Texte fourni
= = =

Quatrième saison déjà pour la série de Graham Yost, et cela ne semble pas près de s’arrêter. On pourrait logiquement en avoir marre, passer à autre chose de plus frais, parler des mille et une nouveautés éphémères de la saison, mais non : Justified n’est pas un devoir de vacances ou une tâche imposée, c’est un plaisir chaque année renouvelé, humble et sans esbroufe, qui se bonifie avec l’âge. Créée en 2009 avec une partie des équipes de The Shield et Sons of Anarchy, elle devait s’inscrire dans cette lignée violente et réaliste de l’Amérique-d’en-bas qui est la signature de la chaîne FX, usant d’une narration moderne et efficace piquée à The Wire et mise à la portée du bouseux moyen, censé s’élever à la modernité télévisuelle entre deux épisodes de Walker Texas Ranger. L’idée de déplacer radicalement le récit pour l’emmener jusque dans le Kentucky – c’est-à-dire cette fois, dans l’Amérique-d’à-côté – participait justement de cette idée, mais Justified semble avoir infléchi le style de la maison pour le tirer vers des territoires neufs, plus subtils, moins testostéronés. Refusant l’ultra-violence redneck (et laissant donc le créneau libre à quelque chose comme Banshee), la série présente une FX maniériste, attentive au style et soucieuse d’élégance, loin donc, de ses intentions premières et de ce qui constitue l’ADN de la chaîne, faisant du show un divertissement assez cérébral, archi-référencé, qui se déguste plan par plan avec la patience encyclopédiste du cinéphile.

= = =

Enregistrements
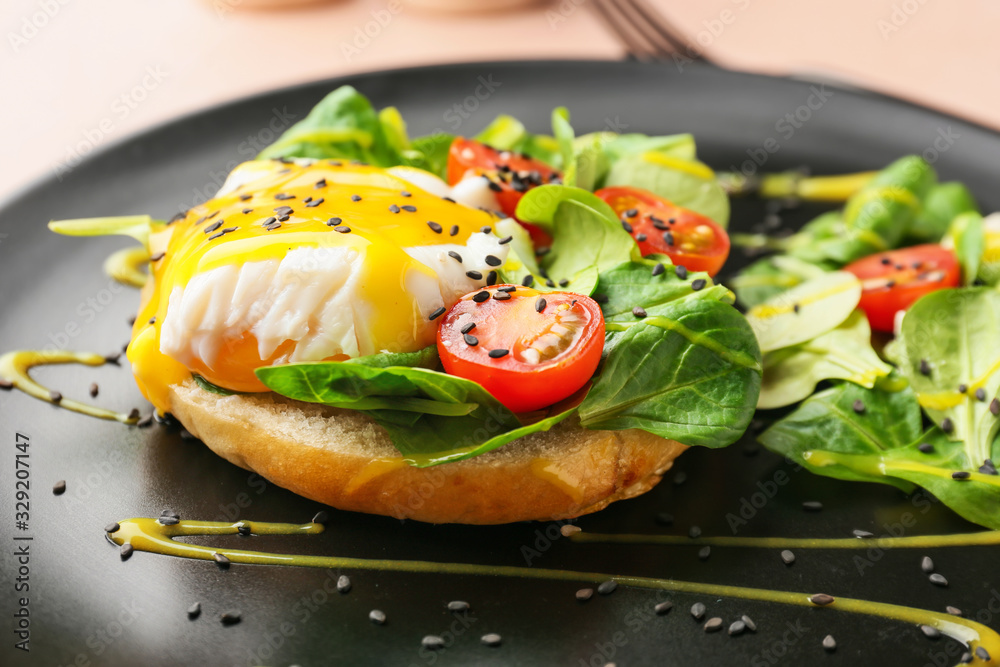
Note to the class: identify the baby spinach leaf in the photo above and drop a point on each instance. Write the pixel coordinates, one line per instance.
(684, 181)
(844, 353)
(770, 276)
(343, 125)
(634, 284)
(942, 204)
(588, 236)
(967, 237)
(805, 311)
(846, 421)
(690, 373)
(953, 334)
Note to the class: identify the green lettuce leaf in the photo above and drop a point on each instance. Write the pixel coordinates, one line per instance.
(845, 353)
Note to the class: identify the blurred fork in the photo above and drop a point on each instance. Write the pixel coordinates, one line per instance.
(642, 30)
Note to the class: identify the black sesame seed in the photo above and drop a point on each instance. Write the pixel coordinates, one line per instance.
(491, 639)
(231, 618)
(607, 587)
(938, 580)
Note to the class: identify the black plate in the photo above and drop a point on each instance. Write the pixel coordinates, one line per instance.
(87, 607)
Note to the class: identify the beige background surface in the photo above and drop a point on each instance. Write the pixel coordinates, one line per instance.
(83, 73)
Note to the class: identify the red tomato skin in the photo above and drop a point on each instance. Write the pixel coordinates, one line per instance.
(709, 258)
(519, 385)
(887, 288)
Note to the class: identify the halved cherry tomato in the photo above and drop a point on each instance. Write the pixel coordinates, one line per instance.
(510, 174)
(892, 281)
(690, 239)
(528, 348)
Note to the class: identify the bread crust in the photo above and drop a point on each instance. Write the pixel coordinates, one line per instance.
(343, 459)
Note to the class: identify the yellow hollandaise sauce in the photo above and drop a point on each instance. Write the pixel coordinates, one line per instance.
(277, 207)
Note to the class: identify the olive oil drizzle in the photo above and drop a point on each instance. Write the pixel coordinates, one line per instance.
(14, 367)
(148, 535)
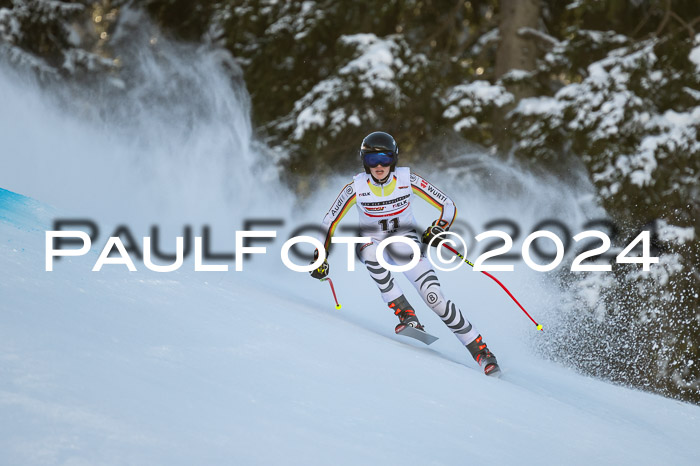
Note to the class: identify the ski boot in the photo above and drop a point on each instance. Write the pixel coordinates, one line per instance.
(407, 316)
(484, 357)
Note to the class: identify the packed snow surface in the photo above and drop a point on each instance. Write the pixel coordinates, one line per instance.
(258, 367)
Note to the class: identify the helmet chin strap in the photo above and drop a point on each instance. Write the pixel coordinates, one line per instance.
(383, 180)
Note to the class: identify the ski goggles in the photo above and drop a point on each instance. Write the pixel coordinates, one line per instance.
(373, 159)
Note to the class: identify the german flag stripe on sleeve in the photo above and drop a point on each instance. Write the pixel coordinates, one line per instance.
(331, 230)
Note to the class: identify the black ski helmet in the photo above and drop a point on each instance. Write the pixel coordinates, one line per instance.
(379, 141)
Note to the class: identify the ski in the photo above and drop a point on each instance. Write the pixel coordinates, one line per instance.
(412, 332)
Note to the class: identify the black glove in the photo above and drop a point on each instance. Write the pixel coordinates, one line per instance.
(431, 232)
(322, 271)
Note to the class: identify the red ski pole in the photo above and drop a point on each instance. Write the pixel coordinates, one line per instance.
(337, 304)
(539, 327)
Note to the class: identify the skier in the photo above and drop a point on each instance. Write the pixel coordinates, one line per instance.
(384, 195)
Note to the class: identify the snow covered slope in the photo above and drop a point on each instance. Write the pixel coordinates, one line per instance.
(257, 367)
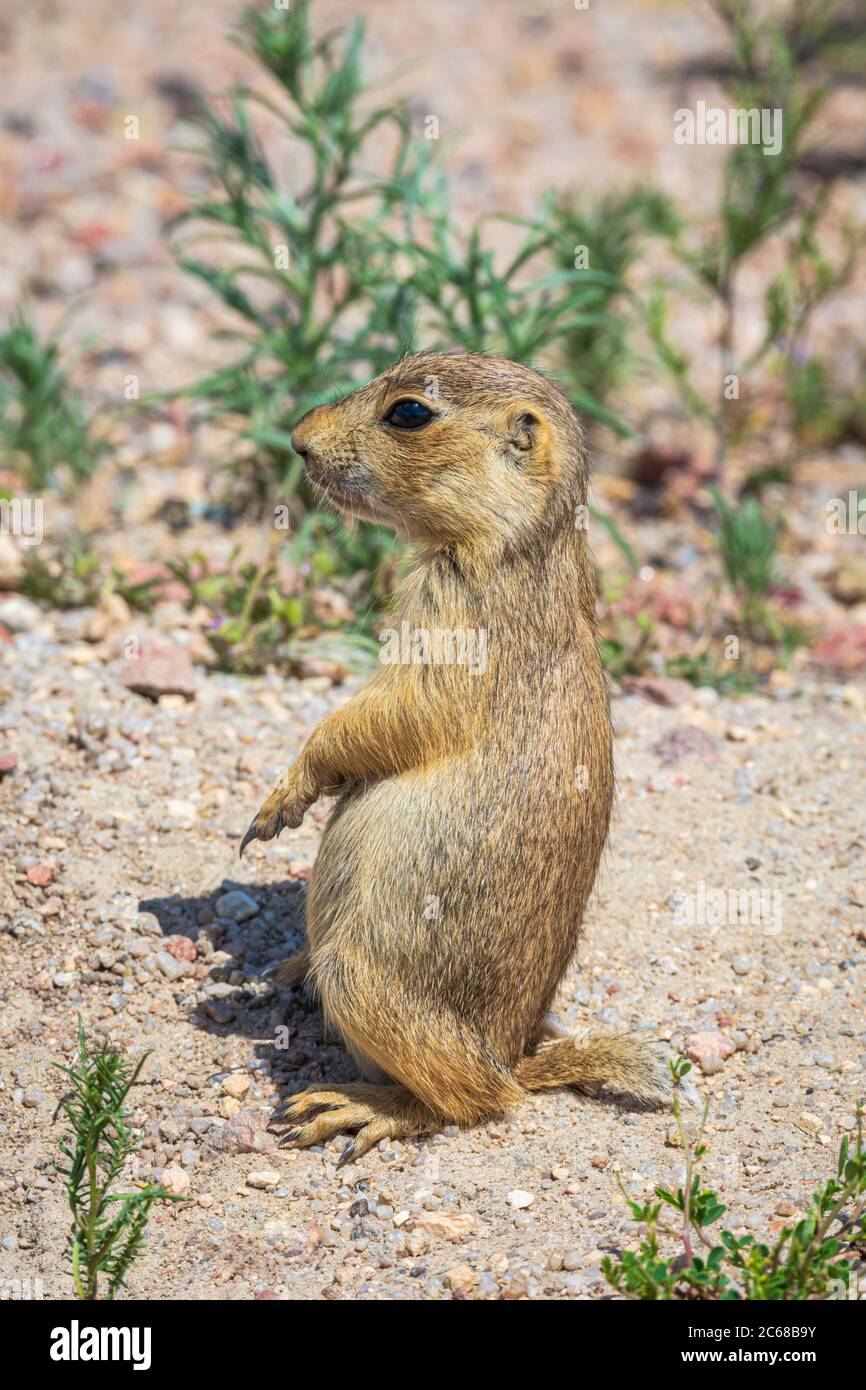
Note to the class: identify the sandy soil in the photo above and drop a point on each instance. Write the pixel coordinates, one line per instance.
(121, 818)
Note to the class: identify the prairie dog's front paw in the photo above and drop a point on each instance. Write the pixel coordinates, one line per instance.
(282, 811)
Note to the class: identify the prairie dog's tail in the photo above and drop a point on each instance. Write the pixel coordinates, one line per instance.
(628, 1065)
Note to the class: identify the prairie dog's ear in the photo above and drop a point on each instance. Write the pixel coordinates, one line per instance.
(528, 434)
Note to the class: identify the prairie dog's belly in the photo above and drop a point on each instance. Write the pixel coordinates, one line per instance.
(462, 875)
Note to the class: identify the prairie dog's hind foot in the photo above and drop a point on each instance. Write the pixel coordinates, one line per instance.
(622, 1062)
(284, 809)
(367, 1112)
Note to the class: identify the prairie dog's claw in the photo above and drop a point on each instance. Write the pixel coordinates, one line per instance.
(252, 834)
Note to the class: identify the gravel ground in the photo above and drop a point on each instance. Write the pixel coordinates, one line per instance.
(125, 902)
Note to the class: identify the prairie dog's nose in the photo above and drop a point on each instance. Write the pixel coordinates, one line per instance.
(303, 434)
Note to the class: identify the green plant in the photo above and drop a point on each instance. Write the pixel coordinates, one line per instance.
(75, 577)
(748, 544)
(610, 234)
(109, 1228)
(45, 432)
(805, 1261)
(256, 624)
(307, 267)
(763, 198)
(338, 273)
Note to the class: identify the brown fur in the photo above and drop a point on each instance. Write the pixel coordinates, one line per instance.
(446, 897)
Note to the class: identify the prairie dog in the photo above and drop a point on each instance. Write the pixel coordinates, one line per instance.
(474, 795)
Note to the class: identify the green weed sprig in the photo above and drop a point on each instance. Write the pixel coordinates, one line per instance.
(805, 1261)
(107, 1230)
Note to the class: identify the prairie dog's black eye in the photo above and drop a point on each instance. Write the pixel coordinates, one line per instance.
(409, 414)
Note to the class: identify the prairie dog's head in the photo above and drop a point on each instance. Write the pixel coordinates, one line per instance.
(451, 449)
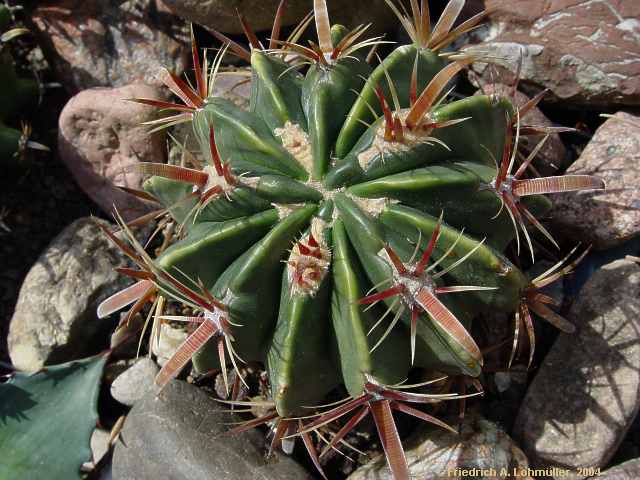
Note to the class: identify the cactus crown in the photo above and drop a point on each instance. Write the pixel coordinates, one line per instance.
(346, 228)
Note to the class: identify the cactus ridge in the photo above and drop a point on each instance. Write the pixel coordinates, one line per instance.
(346, 228)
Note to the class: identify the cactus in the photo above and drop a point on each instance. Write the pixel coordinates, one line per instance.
(347, 228)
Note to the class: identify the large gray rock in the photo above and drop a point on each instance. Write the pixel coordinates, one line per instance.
(132, 384)
(611, 217)
(437, 454)
(55, 317)
(98, 43)
(629, 470)
(586, 393)
(585, 51)
(177, 435)
(101, 137)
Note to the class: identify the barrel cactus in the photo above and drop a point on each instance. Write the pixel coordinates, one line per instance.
(347, 228)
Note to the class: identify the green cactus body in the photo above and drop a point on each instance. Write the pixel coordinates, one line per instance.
(297, 324)
(343, 188)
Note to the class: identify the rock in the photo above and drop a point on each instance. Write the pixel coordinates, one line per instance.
(95, 43)
(629, 470)
(586, 393)
(585, 52)
(177, 435)
(436, 454)
(221, 15)
(170, 338)
(125, 338)
(55, 317)
(100, 135)
(131, 386)
(553, 154)
(608, 218)
(99, 447)
(555, 289)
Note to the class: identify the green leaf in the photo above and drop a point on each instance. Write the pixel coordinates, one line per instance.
(46, 420)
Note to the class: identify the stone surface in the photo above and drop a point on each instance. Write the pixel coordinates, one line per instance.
(100, 137)
(135, 382)
(177, 435)
(169, 339)
(55, 317)
(99, 447)
(585, 51)
(96, 43)
(586, 393)
(436, 454)
(611, 217)
(553, 154)
(222, 15)
(629, 470)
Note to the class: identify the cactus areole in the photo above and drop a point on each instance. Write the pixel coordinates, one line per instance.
(347, 227)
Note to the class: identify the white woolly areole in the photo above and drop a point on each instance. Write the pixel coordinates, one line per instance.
(214, 180)
(381, 147)
(286, 209)
(373, 206)
(412, 285)
(306, 272)
(296, 142)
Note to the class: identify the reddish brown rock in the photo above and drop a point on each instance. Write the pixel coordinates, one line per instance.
(584, 51)
(605, 218)
(586, 393)
(553, 154)
(100, 135)
(222, 14)
(96, 43)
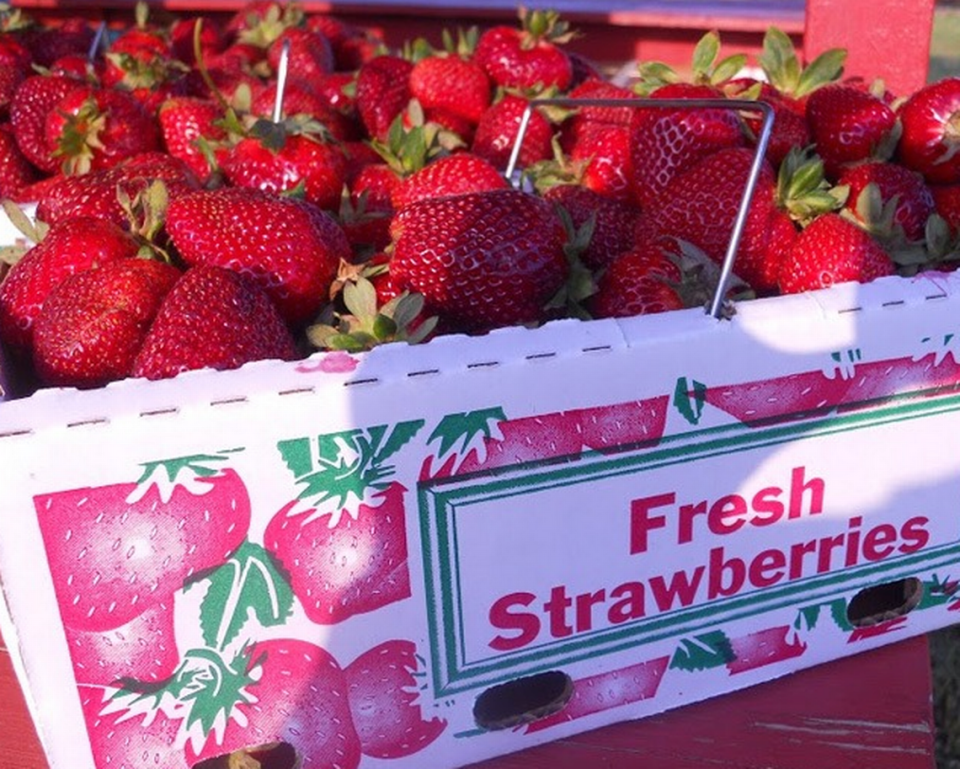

= = =

Travail demandé
[1] D’après le texte fourni, en quelle année la série Justified a-t-elle été créée ?
[2] Pour chacune des affirmations suivantes, dites si elle concorde avec le texte fourni. Répondez par oui ou par non et citez les mots décisifs du texte.
(a) Le récit de la série a été déplacé dans le Kentucky.
(b) Justified mise sur l’ultra-violence redneck.
(c) Le texte porte sur la troisième saison de la série.

Réponses successives
[1] En 2009.

[2]
(a) Oui : « L’idée de déplacer radicalement le récit pour l’emmener jusque dans le Kentucky ».
(b) Non : « Refusant l’ultra-violence redneck ».
(c) Non : « Quatrième saison déjà pour la série de Graham Yost ».